◆ STATED GOAL ◆
Copy the listing below, putting "occurrence" wherever "instance" appears and changing nothing else.

[Excerpts from location labeling data]
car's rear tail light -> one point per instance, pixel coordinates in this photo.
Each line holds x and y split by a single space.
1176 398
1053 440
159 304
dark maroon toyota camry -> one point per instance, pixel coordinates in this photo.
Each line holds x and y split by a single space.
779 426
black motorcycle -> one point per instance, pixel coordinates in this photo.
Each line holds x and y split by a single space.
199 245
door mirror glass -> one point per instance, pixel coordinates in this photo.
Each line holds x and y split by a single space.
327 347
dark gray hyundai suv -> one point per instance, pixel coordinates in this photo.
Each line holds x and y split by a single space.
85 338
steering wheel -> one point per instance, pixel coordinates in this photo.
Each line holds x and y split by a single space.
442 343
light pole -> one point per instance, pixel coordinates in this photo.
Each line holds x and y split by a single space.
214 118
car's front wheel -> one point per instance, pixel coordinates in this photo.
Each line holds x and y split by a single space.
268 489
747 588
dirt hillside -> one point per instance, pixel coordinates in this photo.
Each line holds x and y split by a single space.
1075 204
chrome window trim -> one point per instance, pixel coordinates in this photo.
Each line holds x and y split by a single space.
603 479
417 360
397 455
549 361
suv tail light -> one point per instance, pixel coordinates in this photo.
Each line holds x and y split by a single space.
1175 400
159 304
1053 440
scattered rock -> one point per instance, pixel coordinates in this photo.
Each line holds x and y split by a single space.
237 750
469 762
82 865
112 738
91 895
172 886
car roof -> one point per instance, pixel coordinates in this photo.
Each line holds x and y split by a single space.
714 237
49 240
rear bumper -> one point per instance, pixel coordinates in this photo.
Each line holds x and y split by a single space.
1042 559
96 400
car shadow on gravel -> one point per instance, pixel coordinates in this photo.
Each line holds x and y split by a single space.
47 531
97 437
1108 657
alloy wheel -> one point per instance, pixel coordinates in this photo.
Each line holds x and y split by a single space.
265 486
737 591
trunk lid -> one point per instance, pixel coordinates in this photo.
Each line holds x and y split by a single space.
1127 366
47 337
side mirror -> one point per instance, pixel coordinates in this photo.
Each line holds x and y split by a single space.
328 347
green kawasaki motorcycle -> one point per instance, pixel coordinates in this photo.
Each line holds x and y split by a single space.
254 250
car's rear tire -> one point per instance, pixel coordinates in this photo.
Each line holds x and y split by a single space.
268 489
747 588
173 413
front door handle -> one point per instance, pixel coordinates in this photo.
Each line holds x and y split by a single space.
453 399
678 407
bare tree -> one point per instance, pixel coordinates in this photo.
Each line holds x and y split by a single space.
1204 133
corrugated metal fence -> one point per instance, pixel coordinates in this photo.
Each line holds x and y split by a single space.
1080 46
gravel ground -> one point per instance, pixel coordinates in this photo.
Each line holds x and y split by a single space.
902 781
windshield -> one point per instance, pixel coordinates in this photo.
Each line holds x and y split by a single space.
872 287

◆ FINISHED EXERCISE ◆
car's rear tail light -> one point per occurrence, pixel coordinates in this photo.
Each line holds x and y split by a single space.
1176 398
1053 440
159 304
dark maroon toyota camry -> one point per occurrence, pixel coordinates in this photo.
Each line holds x and y split by a single space.
779 426
black motorcycle -> one point per occurrence, pixel coordinates in this photo.
Each line holds x and y split by a single space.
199 245
door mirror glass -> one point per occurrence, pixel coordinates in this photo.
Each line holds x and y split by a single space.
327 347
dark gray hyundai suv -> one point per occurrence, pixel coordinates in this photo.
Each line holds x and y split by a single space.
85 338
steering wheel -> one point per occurrence, pixel coordinates in this photo.
Each line holds x and y split by a single space.
442 343
light pole -> one point per occurrence, pixel coordinates in this photo.
Each line holds x and y split by a single space.
214 118
car's front wheel -> one point per occurrence, pixel coordinates in this photo.
Each line holds x and y split by a single space.
268 489
747 588
dirt hillside -> one point per occurrence, pixel coordinates in this photo.
Each line holds x and y split by a single space.
1075 204
chrome window trim -> one point per occurrence, pixel coordinates in this photo.
Each line holds x and y split by a single space.
603 479
417 360
397 455
549 361
suv tail light -> one point per occurrence, pixel coordinates in this photo.
Each line holds x and y split by a single space.
1175 400
159 304
1053 440
scattered rock -> one point per occurrence, pixel coordinates in this photo.
Each line holds x and y split by a single space.
237 750
469 762
82 865
112 738
91 895
172 886
car roof -> one point per occurrence, pixel coordinates in this photo.
Each line holds x and y split by a single space.
714 237
49 240
rear bumper -> one point per occurrence, pixel coordinates in this photo.
Each line holds x and y split by a single space.
1042 559
96 400
car shadow on gravel -> one point per occurrence, pixel coordinates in this photo.
Each line holds x and y split by a single space.
47 531
97 437
1108 657
alloy wheel -> one point per occurrence, pixel coordinates in this photo.
Each line holds x and y split by a single space.
265 486
737 591
trunk lid -> one point per occurrence, pixel coordinates in this photo.
Each line holds x and y split by a single space.
1127 366
47 337
side mirror -> one point per occurrence, pixel coordinates in this photo.
Each line holds x and y split by a single space.
328 347
green kawasaki motorcycle -> one point per occurrence, pixel coordinates in this photo.
Each line holds x and y split by a single space.
254 250
car's rear tire -> one point per occurrence, pixel coordinates in this photo.
Each line holds x and y split by a single space.
268 489
747 588
173 413
front door handle -> one point per occurrence, pixel coordinates in this photo.
Each line holds x and y split by a single space.
453 399
678 407
bare tree -> one point per occurrence, pixel coordinates in this photo.
Each line holds x and y split by a single space.
1204 133
corrugated metal fence -> one point per occurrence, pixel coordinates in this photo.
Each line holds x and y split by a single space.
1080 46
gravel ground -> one point per occurrence, pixel coordinates in this photo.
Each line holds x and y split by a single space.
902 781
windshield -> one point per occurrence, pixel coordinates in this photo.
Each line holds x and y split by a single space.
872 287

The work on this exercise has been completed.